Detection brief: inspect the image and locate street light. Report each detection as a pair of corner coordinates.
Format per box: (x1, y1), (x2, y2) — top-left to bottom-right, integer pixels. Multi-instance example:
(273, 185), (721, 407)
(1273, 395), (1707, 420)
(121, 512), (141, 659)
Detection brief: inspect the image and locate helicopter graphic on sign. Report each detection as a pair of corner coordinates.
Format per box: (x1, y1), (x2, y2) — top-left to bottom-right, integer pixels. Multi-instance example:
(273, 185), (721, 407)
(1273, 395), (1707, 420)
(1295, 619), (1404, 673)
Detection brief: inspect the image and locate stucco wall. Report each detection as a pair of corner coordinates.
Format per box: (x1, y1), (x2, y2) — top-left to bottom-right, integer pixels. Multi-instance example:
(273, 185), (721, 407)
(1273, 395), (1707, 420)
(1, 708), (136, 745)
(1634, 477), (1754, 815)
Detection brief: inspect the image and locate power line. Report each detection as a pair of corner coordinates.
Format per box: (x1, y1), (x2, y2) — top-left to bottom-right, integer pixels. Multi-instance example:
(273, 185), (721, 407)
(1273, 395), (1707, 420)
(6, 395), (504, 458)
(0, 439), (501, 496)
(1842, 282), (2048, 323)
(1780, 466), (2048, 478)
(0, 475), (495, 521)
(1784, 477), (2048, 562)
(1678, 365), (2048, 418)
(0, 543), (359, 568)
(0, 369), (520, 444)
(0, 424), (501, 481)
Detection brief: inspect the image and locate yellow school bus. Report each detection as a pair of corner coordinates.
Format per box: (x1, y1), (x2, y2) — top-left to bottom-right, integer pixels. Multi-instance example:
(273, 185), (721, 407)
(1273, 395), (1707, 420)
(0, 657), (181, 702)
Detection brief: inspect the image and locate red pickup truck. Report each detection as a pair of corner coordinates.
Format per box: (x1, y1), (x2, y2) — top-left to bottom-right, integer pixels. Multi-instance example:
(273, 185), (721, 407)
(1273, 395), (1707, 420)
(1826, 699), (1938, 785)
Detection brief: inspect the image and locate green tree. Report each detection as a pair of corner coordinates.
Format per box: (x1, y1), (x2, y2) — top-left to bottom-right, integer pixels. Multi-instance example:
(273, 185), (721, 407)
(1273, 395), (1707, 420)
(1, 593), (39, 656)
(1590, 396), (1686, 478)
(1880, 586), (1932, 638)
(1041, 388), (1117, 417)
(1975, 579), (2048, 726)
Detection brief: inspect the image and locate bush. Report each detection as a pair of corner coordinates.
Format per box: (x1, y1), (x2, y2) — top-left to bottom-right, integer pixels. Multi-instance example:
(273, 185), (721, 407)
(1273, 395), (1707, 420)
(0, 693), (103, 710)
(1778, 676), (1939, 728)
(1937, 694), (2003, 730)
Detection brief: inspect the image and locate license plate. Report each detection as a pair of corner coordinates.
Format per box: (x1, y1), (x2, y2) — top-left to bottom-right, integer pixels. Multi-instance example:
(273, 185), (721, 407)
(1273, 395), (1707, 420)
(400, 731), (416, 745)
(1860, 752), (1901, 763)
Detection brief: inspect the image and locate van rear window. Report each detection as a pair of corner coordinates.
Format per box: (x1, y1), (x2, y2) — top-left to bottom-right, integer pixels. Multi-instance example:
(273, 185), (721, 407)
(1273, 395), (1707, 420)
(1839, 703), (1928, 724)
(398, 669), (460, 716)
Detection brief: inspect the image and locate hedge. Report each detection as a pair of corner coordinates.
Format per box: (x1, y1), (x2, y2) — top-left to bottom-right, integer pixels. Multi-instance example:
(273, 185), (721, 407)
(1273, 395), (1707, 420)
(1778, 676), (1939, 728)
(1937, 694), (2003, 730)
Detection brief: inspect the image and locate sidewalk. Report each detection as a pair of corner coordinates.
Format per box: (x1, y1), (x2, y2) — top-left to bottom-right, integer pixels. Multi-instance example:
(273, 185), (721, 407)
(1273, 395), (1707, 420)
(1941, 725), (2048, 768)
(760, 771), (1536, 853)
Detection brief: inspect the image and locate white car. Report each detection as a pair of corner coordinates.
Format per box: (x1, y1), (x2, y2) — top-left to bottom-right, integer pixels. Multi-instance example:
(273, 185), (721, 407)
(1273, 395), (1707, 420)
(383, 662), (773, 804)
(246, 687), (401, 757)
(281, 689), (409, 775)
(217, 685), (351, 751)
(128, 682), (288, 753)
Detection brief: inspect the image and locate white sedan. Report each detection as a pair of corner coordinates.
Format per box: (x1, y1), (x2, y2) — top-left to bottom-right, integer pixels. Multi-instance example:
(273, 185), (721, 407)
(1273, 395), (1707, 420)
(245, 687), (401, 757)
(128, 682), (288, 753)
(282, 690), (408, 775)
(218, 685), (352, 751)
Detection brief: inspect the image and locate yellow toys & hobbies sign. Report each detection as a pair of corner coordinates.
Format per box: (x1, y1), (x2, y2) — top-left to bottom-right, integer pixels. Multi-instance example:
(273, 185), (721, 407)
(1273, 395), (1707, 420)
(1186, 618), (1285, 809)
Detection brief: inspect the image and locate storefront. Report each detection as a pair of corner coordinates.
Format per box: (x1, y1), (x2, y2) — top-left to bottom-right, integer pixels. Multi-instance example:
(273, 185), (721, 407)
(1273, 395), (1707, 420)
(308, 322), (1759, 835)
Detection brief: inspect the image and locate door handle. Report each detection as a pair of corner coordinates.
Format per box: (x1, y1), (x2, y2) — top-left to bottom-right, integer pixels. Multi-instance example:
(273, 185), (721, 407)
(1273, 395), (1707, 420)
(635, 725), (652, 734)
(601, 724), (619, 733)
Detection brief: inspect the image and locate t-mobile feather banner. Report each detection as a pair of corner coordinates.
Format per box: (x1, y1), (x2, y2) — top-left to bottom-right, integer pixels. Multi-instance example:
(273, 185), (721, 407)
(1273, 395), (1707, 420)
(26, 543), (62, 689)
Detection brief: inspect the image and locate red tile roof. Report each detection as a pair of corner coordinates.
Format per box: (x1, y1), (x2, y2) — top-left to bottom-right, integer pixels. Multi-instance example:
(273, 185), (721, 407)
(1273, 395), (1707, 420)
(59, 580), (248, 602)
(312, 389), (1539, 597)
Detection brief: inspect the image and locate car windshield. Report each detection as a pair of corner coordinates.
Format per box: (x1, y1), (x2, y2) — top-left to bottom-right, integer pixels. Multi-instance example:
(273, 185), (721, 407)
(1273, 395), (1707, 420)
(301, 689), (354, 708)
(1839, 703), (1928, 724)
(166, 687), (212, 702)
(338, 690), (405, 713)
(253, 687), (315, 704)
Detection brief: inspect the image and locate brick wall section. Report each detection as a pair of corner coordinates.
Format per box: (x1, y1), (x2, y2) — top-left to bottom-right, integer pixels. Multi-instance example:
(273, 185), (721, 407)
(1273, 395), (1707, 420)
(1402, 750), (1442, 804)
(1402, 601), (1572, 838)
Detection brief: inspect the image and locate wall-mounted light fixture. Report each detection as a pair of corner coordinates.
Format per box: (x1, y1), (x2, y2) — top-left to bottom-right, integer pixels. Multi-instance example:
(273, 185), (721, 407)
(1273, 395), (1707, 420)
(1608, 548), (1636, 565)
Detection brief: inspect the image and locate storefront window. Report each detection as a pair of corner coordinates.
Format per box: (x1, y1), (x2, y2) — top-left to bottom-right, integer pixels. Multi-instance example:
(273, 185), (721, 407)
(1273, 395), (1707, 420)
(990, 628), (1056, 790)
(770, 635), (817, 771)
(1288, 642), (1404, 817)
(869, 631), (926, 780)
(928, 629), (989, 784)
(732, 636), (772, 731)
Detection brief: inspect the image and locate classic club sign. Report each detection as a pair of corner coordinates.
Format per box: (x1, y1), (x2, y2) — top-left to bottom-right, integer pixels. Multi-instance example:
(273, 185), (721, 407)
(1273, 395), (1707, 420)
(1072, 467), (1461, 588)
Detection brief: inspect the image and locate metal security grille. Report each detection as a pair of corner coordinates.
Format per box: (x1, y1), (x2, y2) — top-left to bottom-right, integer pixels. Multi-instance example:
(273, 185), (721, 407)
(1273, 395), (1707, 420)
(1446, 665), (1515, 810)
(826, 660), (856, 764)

__________________________________________________

TO DO ->
Quote the data above from the line containing "Detection brief: inspect the image and locate stucco" to the line containing "Detection brief: inspect the image and locate power", inclusive, and stop.

WRITTEN SOLUTION ->
Detection brief: inspect the image and locate stucco wall. Report each detection as a pair of corner coordinates.
Format per box: (x1, y1), (x2, y2) — top-left to bottom-right, integer pixels. Multi-instance example:
(273, 185), (721, 407)
(1273, 395), (1707, 420)
(1, 708), (136, 745)
(1634, 477), (1754, 815)
Detection brief: inspect the image and locate power line. Report each detection as a pair of corner coordinates.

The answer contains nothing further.